[Required action A]
According to the article on Lyes Kadem, in what year was the I.W. Smith Award established?
[Required action B]
List every quantity in the article on Lyes Kadem that is given with a number or a number word.
[Required action C]
Carry on the article on Lyes Kadem from where it stops.

A CSME year 

By Dawn Wiseman

Mechanical and Industrial Engineering professor Lyes Kadem is already impressing students and peers. Magnifying glass

Mechanical and Industrial Engineering professor Lyes Kadem is already impressing students and peers.

As Lyes Kadem (Mechanical and Industrial Engineering) pointed out, it’s clearly his CSME year. Only 18 months out from finishing his postdoc, the assistant professor has received two awards from the Canadian Society for Mechanical Engineering.

The I.W. Smith Award was established in 1977 to honour Professor I.W. Smith, who devoted a lifetime to teaching mechanical engineering at the University of Toronto. It is awarded annually for outstanding achievement in creative mechanical engineering within 10 years after graduation.

Kadem received the honour for his research in the area of biomechanics.
As an engineer, he’s incredibly impressed by the amount of work the human heart can produce over a lifetime. “On average, the human heart beats about three billion times during a person’s life; and the work developed is the equivalent of lifting 30 tons from sea level to the top of Mt. Everest without stopping.”

Like all pumping systems, however, the heart and its almost 100,000 kilometres of vessels are subject to the wear and tear of use. Kadem is collaborating with physicians at Quebec Heart Institute to understand fluid flow in the body and its link to cardiovascular disease. Their ultimate goal is to use noninvasive testing techniques to develop individual treatment plans for patients.

[Records]
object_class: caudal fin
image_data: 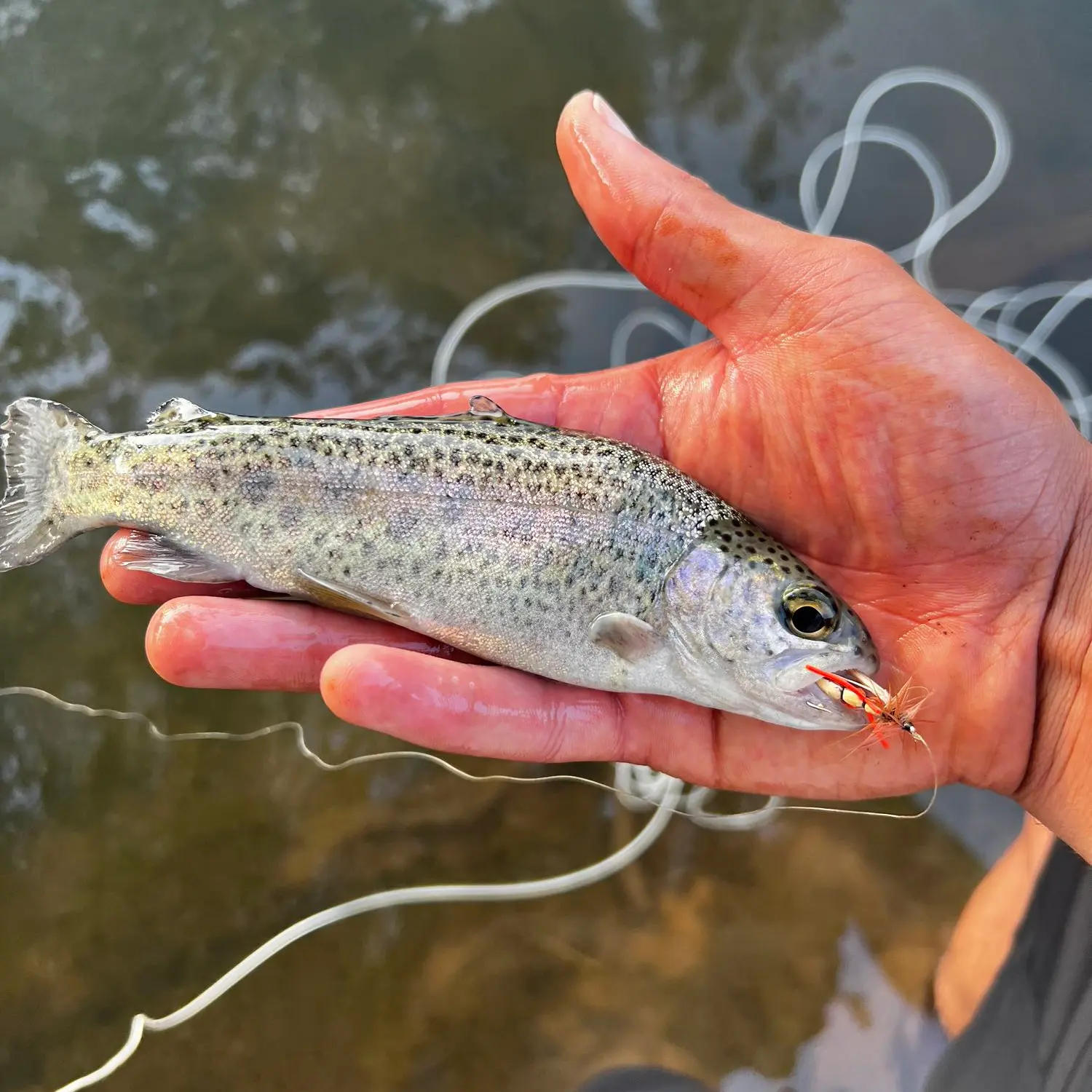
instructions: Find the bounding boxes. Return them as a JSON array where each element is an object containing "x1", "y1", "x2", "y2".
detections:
[{"x1": 0, "y1": 399, "x2": 102, "y2": 571}]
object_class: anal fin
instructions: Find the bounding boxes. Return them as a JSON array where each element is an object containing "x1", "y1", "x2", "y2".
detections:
[
  {"x1": 114, "y1": 531, "x2": 242, "y2": 585},
  {"x1": 296, "y1": 569, "x2": 413, "y2": 626}
]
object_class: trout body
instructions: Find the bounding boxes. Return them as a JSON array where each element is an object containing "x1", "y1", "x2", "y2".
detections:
[{"x1": 0, "y1": 397, "x2": 877, "y2": 729}]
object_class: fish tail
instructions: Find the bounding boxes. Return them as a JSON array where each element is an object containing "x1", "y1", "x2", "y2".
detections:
[{"x1": 0, "y1": 399, "x2": 102, "y2": 571}]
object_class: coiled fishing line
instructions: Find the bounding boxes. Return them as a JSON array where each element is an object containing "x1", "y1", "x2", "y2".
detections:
[{"x1": 36, "y1": 68, "x2": 1075, "y2": 1092}]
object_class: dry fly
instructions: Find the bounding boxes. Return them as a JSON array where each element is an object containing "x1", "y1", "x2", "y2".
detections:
[{"x1": 807, "y1": 664, "x2": 928, "y2": 748}]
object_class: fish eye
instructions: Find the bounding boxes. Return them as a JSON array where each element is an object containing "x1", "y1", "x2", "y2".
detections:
[{"x1": 781, "y1": 585, "x2": 841, "y2": 641}]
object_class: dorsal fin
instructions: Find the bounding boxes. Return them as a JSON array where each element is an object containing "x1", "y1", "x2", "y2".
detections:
[{"x1": 148, "y1": 399, "x2": 223, "y2": 428}]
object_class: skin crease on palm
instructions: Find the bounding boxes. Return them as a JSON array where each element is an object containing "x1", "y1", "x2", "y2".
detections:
[{"x1": 102, "y1": 93, "x2": 1092, "y2": 855}]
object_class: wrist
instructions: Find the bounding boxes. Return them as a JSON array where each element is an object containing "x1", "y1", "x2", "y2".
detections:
[{"x1": 1015, "y1": 445, "x2": 1092, "y2": 860}]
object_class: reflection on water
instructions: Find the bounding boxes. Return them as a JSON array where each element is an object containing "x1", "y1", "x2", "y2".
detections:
[{"x1": 0, "y1": 0, "x2": 1092, "y2": 1092}]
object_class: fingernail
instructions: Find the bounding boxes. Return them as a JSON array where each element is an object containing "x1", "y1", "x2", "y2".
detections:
[{"x1": 592, "y1": 92, "x2": 637, "y2": 140}]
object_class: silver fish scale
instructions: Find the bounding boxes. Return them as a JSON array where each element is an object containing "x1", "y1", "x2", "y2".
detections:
[{"x1": 72, "y1": 414, "x2": 751, "y2": 686}]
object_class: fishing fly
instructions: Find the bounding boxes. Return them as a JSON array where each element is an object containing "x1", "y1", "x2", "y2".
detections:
[{"x1": 805, "y1": 664, "x2": 928, "y2": 749}]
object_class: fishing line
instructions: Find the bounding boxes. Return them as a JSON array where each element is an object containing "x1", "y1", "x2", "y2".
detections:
[
  {"x1": 38, "y1": 68, "x2": 1061, "y2": 1092},
  {"x1": 432, "y1": 68, "x2": 1092, "y2": 439},
  {"x1": 0, "y1": 686, "x2": 780, "y2": 830}
]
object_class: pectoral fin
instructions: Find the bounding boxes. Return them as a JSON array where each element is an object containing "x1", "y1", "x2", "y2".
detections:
[
  {"x1": 114, "y1": 531, "x2": 242, "y2": 585},
  {"x1": 591, "y1": 612, "x2": 662, "y2": 664},
  {"x1": 296, "y1": 570, "x2": 413, "y2": 626}
]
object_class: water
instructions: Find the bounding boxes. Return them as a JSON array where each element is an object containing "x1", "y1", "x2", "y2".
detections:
[{"x1": 0, "y1": 0, "x2": 1092, "y2": 1092}]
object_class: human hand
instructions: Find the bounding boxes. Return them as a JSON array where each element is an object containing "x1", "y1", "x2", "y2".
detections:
[{"x1": 103, "y1": 94, "x2": 1092, "y2": 842}]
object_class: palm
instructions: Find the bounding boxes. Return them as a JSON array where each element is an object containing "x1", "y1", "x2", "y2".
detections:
[{"x1": 104, "y1": 98, "x2": 1085, "y2": 796}]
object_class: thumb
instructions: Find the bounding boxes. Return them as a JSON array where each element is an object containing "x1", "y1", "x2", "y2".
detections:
[{"x1": 557, "y1": 91, "x2": 882, "y2": 344}]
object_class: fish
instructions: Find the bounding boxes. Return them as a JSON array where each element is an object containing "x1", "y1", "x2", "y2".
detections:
[{"x1": 0, "y1": 395, "x2": 879, "y2": 729}]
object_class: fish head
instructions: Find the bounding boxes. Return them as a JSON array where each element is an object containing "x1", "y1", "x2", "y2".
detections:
[{"x1": 663, "y1": 519, "x2": 879, "y2": 731}]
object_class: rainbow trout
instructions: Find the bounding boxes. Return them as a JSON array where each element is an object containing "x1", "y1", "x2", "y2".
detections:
[{"x1": 0, "y1": 397, "x2": 878, "y2": 729}]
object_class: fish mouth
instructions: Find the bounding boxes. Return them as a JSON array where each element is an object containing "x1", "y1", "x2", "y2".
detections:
[{"x1": 783, "y1": 672, "x2": 865, "y2": 732}]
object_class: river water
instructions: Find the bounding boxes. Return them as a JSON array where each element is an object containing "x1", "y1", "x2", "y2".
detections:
[{"x1": 0, "y1": 0, "x2": 1092, "y2": 1092}]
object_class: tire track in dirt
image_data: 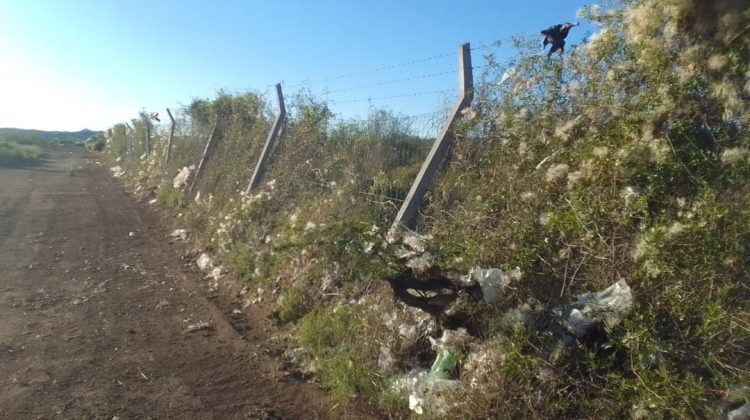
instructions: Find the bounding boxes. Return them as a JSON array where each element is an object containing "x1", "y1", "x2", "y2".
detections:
[{"x1": 0, "y1": 148, "x2": 376, "y2": 419}]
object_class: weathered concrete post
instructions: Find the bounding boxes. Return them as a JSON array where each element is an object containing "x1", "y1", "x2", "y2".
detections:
[
  {"x1": 250, "y1": 83, "x2": 286, "y2": 193},
  {"x1": 125, "y1": 123, "x2": 133, "y2": 160},
  {"x1": 164, "y1": 108, "x2": 177, "y2": 166},
  {"x1": 391, "y1": 43, "x2": 474, "y2": 232},
  {"x1": 141, "y1": 112, "x2": 151, "y2": 158},
  {"x1": 188, "y1": 115, "x2": 219, "y2": 193}
]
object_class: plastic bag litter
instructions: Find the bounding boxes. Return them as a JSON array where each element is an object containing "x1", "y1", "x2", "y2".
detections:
[
  {"x1": 169, "y1": 229, "x2": 190, "y2": 241},
  {"x1": 109, "y1": 165, "x2": 125, "y2": 178},
  {"x1": 430, "y1": 347, "x2": 457, "y2": 379},
  {"x1": 465, "y1": 267, "x2": 521, "y2": 305},
  {"x1": 401, "y1": 229, "x2": 432, "y2": 252},
  {"x1": 172, "y1": 165, "x2": 195, "y2": 190},
  {"x1": 195, "y1": 252, "x2": 214, "y2": 271},
  {"x1": 552, "y1": 280, "x2": 633, "y2": 337},
  {"x1": 406, "y1": 252, "x2": 435, "y2": 273},
  {"x1": 391, "y1": 371, "x2": 461, "y2": 417}
]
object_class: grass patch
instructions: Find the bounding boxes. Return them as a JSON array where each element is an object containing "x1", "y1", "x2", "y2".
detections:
[{"x1": 156, "y1": 183, "x2": 185, "y2": 208}]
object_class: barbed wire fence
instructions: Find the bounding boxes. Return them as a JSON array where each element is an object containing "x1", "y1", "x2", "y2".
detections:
[{"x1": 125, "y1": 42, "x2": 520, "y2": 230}]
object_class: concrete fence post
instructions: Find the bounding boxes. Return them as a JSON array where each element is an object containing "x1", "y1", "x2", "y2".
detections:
[
  {"x1": 188, "y1": 115, "x2": 219, "y2": 193},
  {"x1": 391, "y1": 43, "x2": 474, "y2": 233},
  {"x1": 164, "y1": 108, "x2": 177, "y2": 166},
  {"x1": 141, "y1": 112, "x2": 151, "y2": 158},
  {"x1": 245, "y1": 83, "x2": 286, "y2": 193}
]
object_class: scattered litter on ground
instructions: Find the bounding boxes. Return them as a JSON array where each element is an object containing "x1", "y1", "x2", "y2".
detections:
[
  {"x1": 172, "y1": 165, "x2": 195, "y2": 190},
  {"x1": 185, "y1": 321, "x2": 214, "y2": 333},
  {"x1": 401, "y1": 229, "x2": 432, "y2": 252},
  {"x1": 169, "y1": 229, "x2": 190, "y2": 241},
  {"x1": 463, "y1": 267, "x2": 521, "y2": 305},
  {"x1": 391, "y1": 371, "x2": 461, "y2": 417},
  {"x1": 109, "y1": 165, "x2": 125, "y2": 178},
  {"x1": 378, "y1": 345, "x2": 396, "y2": 373},
  {"x1": 552, "y1": 280, "x2": 633, "y2": 337},
  {"x1": 206, "y1": 266, "x2": 224, "y2": 281},
  {"x1": 195, "y1": 252, "x2": 214, "y2": 271},
  {"x1": 406, "y1": 252, "x2": 435, "y2": 273}
]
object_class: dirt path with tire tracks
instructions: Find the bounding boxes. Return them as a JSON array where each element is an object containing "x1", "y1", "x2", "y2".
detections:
[{"x1": 0, "y1": 148, "x2": 374, "y2": 419}]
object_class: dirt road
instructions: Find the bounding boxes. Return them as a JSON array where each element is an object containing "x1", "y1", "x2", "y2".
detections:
[{"x1": 0, "y1": 148, "x2": 356, "y2": 419}]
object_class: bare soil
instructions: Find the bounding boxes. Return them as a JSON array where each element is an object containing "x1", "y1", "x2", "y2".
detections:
[{"x1": 0, "y1": 147, "x2": 371, "y2": 419}]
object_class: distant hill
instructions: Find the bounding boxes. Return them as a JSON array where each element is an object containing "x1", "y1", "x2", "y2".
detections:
[{"x1": 0, "y1": 128, "x2": 100, "y2": 142}]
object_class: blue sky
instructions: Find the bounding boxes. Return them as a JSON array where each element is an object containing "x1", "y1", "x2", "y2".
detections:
[{"x1": 0, "y1": 0, "x2": 596, "y2": 130}]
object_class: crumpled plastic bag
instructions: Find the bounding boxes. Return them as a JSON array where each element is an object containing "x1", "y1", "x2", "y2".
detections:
[{"x1": 552, "y1": 280, "x2": 633, "y2": 338}]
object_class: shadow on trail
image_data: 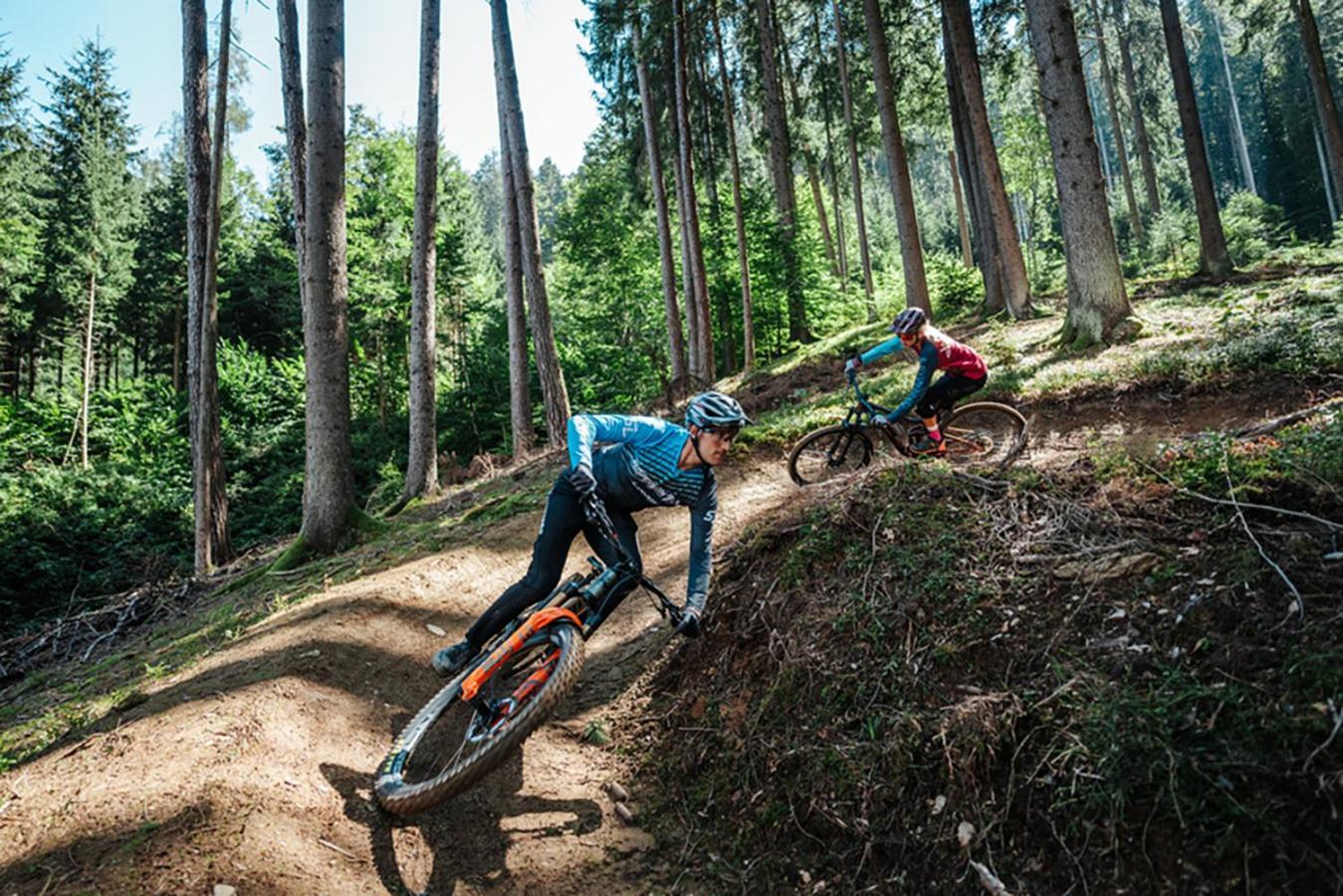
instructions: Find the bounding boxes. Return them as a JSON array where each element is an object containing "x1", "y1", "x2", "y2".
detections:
[{"x1": 321, "y1": 753, "x2": 601, "y2": 896}]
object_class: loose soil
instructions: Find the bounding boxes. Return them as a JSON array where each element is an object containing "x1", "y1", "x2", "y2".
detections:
[{"x1": 0, "y1": 366, "x2": 1343, "y2": 895}]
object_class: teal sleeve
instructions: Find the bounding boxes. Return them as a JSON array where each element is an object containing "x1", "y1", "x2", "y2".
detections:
[
  {"x1": 888, "y1": 339, "x2": 938, "y2": 420},
  {"x1": 858, "y1": 336, "x2": 904, "y2": 364},
  {"x1": 568, "y1": 414, "x2": 680, "y2": 468}
]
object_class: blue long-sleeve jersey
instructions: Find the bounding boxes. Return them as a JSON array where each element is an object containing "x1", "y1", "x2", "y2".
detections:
[
  {"x1": 859, "y1": 336, "x2": 938, "y2": 420},
  {"x1": 568, "y1": 414, "x2": 719, "y2": 608}
]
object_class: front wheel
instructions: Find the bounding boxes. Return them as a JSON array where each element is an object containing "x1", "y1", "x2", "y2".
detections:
[
  {"x1": 373, "y1": 623, "x2": 582, "y2": 815},
  {"x1": 788, "y1": 426, "x2": 872, "y2": 485},
  {"x1": 942, "y1": 401, "x2": 1026, "y2": 469}
]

[Exercise result A]
1977

[Exercise result B]
- 18 months
- two awards
- 1977
- 10 years
- about three billion times
- 30 tons
- almost 100,000 kilometres

[Exercise result C]
In these early days of the project, however, they are finding that one of the primary challenges is getting the researchers to understand each other’s contexts. As Kadem explained, in traditional fluid mechanics, an experimental error greater than five per cent is considered huge, whereas in medicine any error that does not change the clinical decision is acceptable.

“Because I can talk to both communities, we are better able to bridge these areas of understanding so we can move forward,” he said.

These communications skills likely played a role in Kadem’s second honour as well. The Concordia student chapter of CSME recognized him as the 2007-08 outstanding professor in Mechanical and Industrial Engineering.

“It was really quite unexpected,” he said.

Kadem taught undergraduate courses in thermodynamics and numerical methods this year, along with a graduate course in applied cardiovascular fluid dynamics. His favourite course was Thermo I, “but it contains so many concepts, it is hard for the students.”

Kadem believes his job is to teach students how to think appropriately about the given subject matter. He is really interested in the retention of information and deep understanding. This can be challenging for students who are very focused on exams and problem-solving.

“For sure this is part of what they will learn,” he acknowledged, but he wants his students to be able to reason clearly. After the mid-term he asked them, “If I provide three wrong answers on a multiple choice, do you have to pick any of them?”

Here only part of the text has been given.